INFORMATION PROVIDED:
* * *

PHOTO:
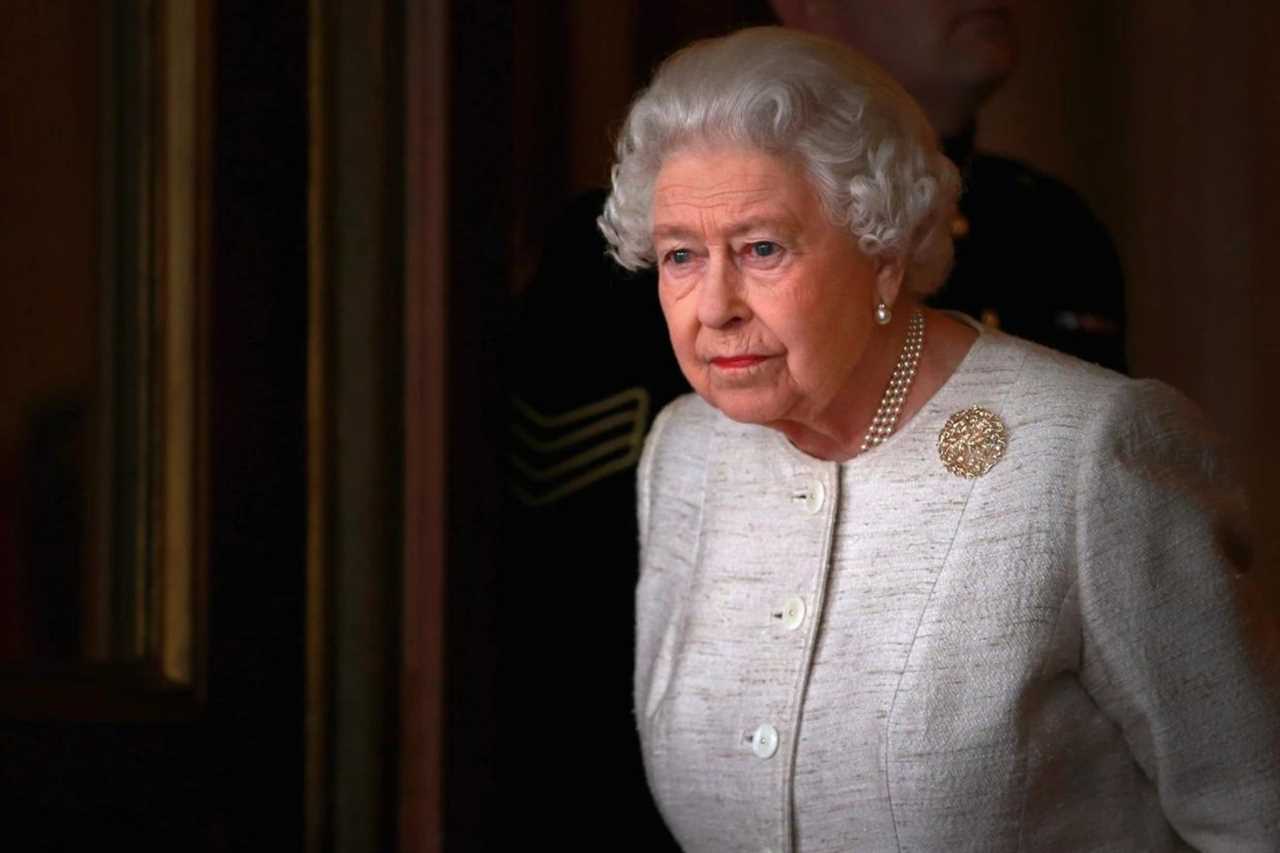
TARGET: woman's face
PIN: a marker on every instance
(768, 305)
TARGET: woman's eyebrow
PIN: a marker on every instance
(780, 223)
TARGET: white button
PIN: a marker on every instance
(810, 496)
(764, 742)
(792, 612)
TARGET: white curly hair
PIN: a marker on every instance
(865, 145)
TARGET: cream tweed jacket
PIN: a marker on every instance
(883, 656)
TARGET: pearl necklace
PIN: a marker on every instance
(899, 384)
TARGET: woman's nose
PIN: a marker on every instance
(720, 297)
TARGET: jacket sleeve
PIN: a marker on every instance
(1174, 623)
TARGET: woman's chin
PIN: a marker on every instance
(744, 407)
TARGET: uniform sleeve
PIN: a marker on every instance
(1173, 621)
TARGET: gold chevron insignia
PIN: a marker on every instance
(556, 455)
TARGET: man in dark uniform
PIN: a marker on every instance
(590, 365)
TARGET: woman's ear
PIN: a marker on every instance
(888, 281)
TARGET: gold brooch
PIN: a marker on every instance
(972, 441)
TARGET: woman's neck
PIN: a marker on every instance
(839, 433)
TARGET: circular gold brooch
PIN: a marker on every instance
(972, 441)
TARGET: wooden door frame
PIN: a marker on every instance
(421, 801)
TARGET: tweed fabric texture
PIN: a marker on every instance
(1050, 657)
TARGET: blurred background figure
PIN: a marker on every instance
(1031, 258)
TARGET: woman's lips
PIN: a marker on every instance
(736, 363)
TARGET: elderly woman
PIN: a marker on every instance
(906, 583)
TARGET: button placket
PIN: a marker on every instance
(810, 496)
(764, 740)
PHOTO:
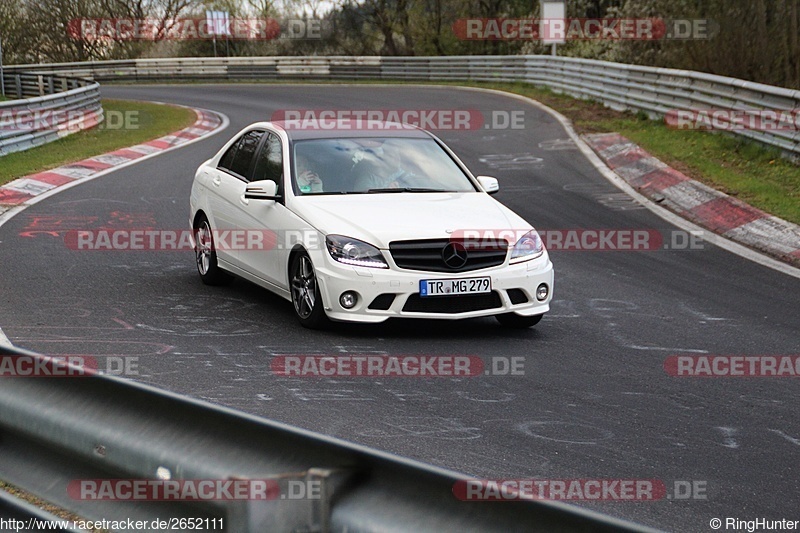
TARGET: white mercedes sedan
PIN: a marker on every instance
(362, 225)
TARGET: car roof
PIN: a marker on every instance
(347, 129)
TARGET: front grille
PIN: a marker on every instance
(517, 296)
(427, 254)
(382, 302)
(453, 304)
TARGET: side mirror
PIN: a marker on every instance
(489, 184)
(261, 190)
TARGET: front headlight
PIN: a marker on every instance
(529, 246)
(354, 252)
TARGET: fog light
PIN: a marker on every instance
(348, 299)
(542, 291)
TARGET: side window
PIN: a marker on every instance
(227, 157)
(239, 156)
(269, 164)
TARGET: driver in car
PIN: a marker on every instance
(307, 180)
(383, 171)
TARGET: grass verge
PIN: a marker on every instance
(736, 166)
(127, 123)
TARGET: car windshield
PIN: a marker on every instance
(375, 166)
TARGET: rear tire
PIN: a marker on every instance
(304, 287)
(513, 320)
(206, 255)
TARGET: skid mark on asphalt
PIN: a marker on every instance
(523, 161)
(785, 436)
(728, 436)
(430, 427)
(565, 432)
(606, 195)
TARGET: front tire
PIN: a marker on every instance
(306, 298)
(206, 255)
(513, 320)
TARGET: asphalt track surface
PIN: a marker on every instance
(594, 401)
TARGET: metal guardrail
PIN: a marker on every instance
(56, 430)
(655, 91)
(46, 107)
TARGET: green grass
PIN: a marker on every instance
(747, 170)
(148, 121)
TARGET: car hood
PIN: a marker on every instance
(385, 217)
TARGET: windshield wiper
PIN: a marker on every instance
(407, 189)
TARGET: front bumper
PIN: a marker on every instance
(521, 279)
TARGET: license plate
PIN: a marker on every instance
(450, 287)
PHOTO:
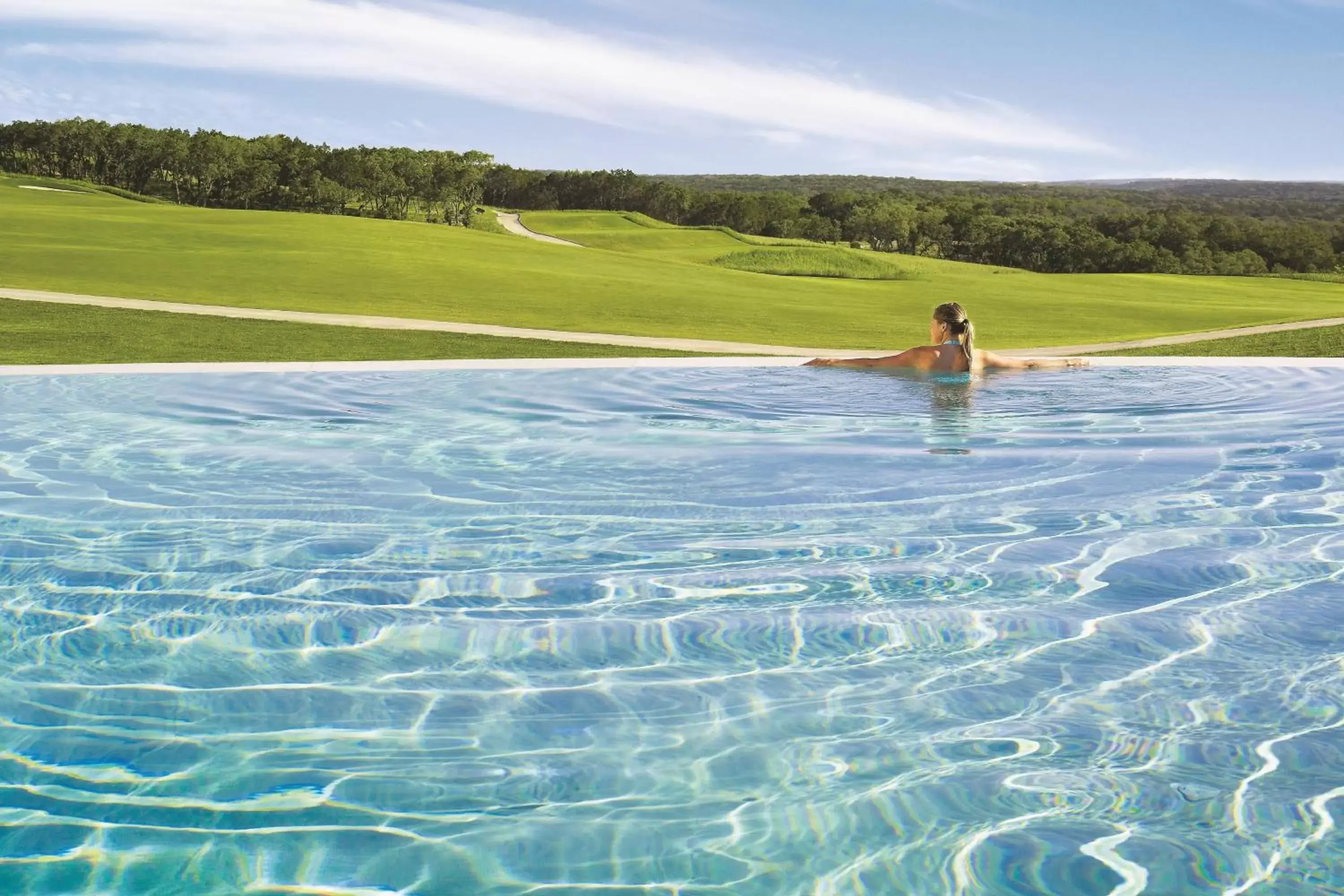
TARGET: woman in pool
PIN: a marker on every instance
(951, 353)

* * *

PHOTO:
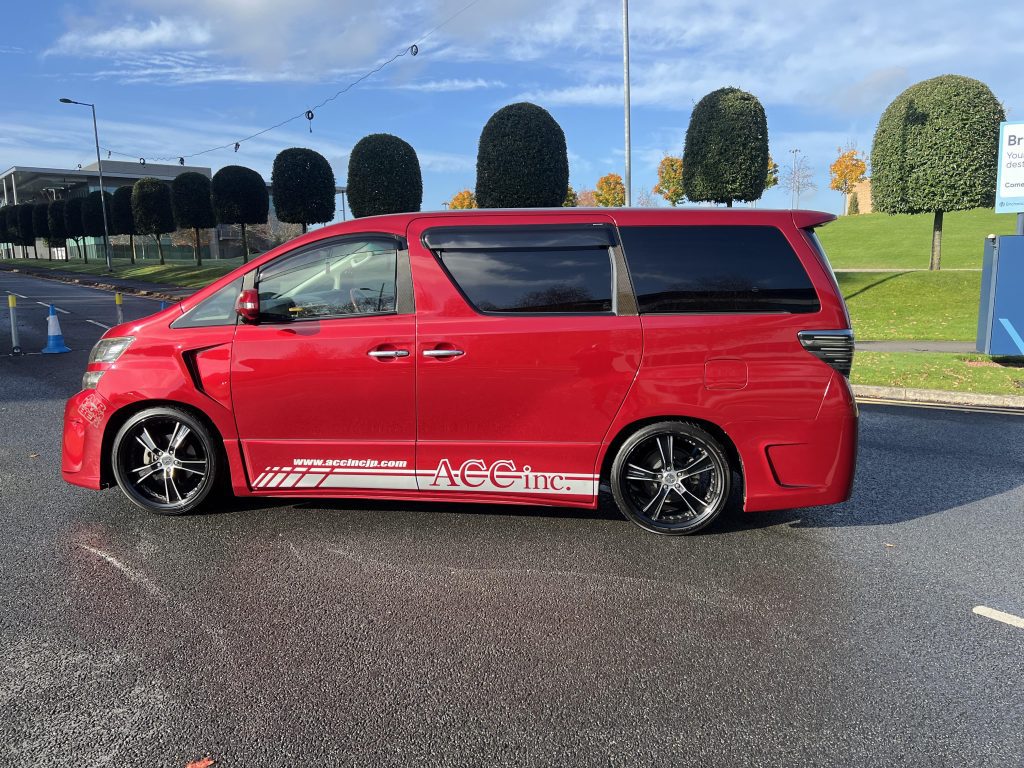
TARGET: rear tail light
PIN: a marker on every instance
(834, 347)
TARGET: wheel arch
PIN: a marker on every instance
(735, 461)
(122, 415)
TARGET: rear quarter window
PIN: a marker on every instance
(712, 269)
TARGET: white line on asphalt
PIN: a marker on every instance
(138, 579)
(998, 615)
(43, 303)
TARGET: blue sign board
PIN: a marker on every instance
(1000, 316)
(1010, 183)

* * *

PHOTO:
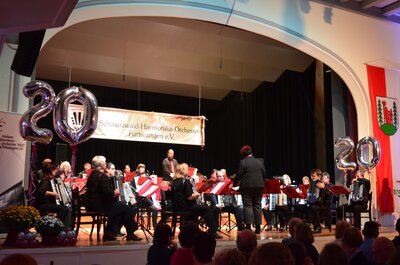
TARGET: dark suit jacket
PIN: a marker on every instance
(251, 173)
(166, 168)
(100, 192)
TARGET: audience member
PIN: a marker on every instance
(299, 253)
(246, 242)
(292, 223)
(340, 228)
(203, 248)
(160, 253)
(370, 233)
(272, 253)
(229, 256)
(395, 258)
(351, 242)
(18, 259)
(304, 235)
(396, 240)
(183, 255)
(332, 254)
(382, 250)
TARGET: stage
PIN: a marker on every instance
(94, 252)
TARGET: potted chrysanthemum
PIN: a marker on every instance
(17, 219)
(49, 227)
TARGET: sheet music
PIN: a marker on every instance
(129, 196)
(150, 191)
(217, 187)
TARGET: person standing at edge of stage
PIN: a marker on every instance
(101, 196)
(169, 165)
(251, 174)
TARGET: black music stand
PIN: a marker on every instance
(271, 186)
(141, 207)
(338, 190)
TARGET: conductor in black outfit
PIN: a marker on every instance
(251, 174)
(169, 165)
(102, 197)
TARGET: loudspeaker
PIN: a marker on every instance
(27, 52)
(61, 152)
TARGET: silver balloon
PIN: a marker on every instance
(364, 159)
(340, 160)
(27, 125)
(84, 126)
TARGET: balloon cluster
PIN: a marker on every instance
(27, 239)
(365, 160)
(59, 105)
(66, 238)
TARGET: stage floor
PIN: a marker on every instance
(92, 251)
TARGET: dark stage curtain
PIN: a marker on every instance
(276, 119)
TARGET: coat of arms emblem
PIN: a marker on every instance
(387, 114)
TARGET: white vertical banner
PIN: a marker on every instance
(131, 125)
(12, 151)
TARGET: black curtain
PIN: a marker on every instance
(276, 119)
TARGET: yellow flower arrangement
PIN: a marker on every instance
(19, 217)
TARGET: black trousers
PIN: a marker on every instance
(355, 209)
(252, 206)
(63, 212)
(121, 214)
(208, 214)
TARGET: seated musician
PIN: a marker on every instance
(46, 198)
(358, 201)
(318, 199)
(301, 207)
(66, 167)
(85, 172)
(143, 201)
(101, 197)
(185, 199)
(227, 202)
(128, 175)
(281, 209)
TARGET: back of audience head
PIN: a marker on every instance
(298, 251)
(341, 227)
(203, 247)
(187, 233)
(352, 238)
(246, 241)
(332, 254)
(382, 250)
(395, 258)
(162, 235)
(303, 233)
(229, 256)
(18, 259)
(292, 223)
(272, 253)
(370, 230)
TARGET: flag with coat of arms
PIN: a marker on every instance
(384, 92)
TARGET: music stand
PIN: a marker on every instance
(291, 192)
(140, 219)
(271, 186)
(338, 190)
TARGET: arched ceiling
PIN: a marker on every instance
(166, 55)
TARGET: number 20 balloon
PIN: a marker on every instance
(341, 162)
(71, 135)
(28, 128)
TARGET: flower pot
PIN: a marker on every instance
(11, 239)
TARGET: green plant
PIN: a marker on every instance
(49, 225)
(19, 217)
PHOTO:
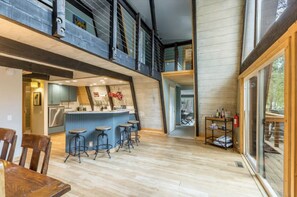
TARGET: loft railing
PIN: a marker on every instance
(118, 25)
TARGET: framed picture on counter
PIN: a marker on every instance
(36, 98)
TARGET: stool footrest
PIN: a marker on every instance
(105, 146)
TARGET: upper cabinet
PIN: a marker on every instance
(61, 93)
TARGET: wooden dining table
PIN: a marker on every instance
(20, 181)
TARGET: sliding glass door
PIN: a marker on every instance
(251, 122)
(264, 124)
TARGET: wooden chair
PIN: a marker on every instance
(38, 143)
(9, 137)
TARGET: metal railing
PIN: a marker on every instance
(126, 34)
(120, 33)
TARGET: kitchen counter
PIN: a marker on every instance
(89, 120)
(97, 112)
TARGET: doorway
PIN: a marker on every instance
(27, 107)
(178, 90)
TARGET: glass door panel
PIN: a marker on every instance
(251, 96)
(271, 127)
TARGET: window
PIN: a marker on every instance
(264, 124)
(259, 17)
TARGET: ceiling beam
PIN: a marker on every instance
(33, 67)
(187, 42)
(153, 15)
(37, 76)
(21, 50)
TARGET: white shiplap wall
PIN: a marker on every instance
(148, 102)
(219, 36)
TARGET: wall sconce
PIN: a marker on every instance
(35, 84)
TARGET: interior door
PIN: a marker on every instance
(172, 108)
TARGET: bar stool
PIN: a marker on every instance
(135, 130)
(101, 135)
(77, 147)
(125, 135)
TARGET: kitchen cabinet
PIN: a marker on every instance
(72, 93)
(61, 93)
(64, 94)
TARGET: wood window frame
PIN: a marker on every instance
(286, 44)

* * *

EXERCISE DESCRIPTION: Search the material above for lines containing the string "window", then pull them out.

ANSWER SECTION:
TARGET: side window
TARGET: rear quarter window
TARGET: window
TARGET: wood window frame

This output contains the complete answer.